===== Records for the exercise =====

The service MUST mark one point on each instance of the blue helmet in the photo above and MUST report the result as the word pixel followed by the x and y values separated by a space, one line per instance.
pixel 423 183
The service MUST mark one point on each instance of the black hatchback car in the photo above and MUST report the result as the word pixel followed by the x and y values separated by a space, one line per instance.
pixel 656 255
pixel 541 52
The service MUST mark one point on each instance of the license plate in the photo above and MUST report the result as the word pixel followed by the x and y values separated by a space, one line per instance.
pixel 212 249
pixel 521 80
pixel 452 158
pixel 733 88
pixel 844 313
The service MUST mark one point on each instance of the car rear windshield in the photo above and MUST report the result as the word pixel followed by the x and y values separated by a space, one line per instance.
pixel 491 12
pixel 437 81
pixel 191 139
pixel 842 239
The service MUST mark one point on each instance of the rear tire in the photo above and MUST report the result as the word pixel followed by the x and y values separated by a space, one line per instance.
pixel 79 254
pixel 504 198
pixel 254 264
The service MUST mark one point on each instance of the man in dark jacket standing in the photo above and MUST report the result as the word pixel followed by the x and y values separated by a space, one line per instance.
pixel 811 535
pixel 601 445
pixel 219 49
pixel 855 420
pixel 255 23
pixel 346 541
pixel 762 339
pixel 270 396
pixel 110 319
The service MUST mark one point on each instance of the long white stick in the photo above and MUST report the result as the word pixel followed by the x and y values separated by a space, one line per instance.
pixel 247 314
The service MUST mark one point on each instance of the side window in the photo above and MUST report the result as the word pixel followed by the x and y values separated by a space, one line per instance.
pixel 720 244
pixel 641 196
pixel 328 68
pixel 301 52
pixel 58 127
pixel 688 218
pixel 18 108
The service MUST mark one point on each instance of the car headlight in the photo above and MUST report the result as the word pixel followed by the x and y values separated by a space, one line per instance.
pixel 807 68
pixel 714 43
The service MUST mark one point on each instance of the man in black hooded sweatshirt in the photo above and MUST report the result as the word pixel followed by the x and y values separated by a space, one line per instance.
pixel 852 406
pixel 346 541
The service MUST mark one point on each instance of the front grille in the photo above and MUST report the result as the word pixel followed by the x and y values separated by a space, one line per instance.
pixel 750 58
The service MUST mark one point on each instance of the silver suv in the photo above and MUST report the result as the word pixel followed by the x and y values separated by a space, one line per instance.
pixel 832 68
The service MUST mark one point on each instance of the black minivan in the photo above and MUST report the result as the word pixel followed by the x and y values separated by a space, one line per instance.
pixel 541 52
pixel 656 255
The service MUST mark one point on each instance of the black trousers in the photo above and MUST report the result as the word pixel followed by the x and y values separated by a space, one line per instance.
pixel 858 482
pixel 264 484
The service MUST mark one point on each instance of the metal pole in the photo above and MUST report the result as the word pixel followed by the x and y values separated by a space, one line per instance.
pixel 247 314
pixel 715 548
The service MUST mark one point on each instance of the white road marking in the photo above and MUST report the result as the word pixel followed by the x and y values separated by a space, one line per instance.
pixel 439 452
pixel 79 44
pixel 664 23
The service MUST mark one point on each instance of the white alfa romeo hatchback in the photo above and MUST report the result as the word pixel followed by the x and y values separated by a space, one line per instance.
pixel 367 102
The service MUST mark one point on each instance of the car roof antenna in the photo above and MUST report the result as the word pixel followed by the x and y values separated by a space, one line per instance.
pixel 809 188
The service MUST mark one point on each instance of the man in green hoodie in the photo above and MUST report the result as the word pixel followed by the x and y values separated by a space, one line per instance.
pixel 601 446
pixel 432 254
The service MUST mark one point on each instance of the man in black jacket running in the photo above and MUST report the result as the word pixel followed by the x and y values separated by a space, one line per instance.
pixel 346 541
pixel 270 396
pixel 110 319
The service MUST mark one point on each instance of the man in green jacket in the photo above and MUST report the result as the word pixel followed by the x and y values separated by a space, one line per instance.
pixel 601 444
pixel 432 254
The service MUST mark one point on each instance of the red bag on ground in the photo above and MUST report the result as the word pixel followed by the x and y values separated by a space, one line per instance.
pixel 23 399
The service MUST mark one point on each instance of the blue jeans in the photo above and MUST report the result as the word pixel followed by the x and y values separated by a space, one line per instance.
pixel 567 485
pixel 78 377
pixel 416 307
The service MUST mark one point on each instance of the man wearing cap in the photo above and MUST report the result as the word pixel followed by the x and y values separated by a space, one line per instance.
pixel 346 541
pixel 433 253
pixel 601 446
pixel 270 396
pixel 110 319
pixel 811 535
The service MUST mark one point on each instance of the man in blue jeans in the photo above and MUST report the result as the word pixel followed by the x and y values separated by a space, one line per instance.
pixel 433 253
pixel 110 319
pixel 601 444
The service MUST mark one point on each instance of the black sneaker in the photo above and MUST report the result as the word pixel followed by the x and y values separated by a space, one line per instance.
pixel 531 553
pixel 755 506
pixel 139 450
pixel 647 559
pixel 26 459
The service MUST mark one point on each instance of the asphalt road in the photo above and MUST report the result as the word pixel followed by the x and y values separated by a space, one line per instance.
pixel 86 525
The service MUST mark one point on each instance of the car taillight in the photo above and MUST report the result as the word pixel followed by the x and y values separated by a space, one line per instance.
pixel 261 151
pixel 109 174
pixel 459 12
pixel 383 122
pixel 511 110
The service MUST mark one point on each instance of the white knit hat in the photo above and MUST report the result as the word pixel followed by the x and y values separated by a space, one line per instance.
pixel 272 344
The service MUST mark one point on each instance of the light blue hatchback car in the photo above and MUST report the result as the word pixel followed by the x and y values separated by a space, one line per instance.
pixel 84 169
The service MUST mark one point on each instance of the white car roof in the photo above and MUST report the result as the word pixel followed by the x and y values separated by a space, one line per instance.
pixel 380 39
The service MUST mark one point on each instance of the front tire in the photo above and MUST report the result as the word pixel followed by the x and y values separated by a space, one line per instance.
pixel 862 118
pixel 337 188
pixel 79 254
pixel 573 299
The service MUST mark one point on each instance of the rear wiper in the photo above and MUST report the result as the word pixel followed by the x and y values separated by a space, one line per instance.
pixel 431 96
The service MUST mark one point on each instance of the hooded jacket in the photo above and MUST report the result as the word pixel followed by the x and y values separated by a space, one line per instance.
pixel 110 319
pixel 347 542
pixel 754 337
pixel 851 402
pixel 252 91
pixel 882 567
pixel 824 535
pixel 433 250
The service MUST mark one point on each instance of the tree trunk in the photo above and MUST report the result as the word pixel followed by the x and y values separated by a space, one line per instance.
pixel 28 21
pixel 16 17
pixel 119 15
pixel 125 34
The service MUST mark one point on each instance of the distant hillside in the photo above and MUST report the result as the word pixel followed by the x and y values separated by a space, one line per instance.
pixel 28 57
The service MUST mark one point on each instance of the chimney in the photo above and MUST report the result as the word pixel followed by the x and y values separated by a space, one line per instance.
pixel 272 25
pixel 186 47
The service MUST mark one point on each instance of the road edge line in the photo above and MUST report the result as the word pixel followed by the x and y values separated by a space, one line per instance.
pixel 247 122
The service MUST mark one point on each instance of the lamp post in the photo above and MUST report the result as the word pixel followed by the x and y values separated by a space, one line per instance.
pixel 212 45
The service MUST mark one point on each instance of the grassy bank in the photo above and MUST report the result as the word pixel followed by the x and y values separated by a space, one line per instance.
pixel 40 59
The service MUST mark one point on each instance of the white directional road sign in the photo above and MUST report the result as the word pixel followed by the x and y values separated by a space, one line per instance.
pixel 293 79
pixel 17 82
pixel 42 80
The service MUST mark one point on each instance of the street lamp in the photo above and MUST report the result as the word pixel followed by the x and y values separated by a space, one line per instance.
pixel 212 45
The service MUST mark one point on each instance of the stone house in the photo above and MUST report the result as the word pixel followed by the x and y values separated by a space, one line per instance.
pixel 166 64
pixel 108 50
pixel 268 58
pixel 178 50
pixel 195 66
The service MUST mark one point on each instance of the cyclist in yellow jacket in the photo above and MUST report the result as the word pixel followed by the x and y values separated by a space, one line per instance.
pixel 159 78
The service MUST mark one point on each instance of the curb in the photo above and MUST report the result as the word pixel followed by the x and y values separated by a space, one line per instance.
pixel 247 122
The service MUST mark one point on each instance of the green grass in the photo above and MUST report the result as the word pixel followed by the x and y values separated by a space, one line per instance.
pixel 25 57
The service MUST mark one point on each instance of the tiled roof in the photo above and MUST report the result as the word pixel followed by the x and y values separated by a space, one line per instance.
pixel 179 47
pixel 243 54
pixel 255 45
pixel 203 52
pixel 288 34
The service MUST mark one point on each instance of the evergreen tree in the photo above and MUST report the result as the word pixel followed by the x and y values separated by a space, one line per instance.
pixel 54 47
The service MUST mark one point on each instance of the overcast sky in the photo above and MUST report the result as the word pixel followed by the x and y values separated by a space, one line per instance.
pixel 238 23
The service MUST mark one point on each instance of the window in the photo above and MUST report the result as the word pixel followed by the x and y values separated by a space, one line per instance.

=====

Required work: Extract from the material above the run of lines starting with the line that contains "the rear wiper" and going on through the line that contains "pixel 186 47", both included. Reproduce each line verbatim and with no alteration.

Response:
The service MUST mark one point on each instance of the rear wiper in the photo above and MUST report the result as the word pixel followed by the x and y values separated by a space, one line per instance.
pixel 431 96
The service MUST mark one point on each instance of the hooded jacket in the photo above and MUST report the result as the word pixel followed by the x and y values separated by a space, one line per instance.
pixel 110 319
pixel 347 542
pixel 754 337
pixel 851 402
pixel 252 91
pixel 882 567
pixel 824 535
pixel 433 250
The service MUST mark one point on each instance of the tree trunk in the photo above and MUST report the result as the word pixel followed by the x and y values separated by a space, one line per instance.
pixel 28 21
pixel 16 17
pixel 119 15
pixel 125 34
The service MUST mark one point on each instance of the distant hillside in the photo above and MUST report the result as the word pixel followed by the x and y values separated by a space, one line per instance.
pixel 28 57
The service MUST mark one point on each instance of the chimney in the photo above and MUST report the result as the word pixel followed by the x and y values separated by a space, one line per instance.
pixel 272 25
pixel 186 47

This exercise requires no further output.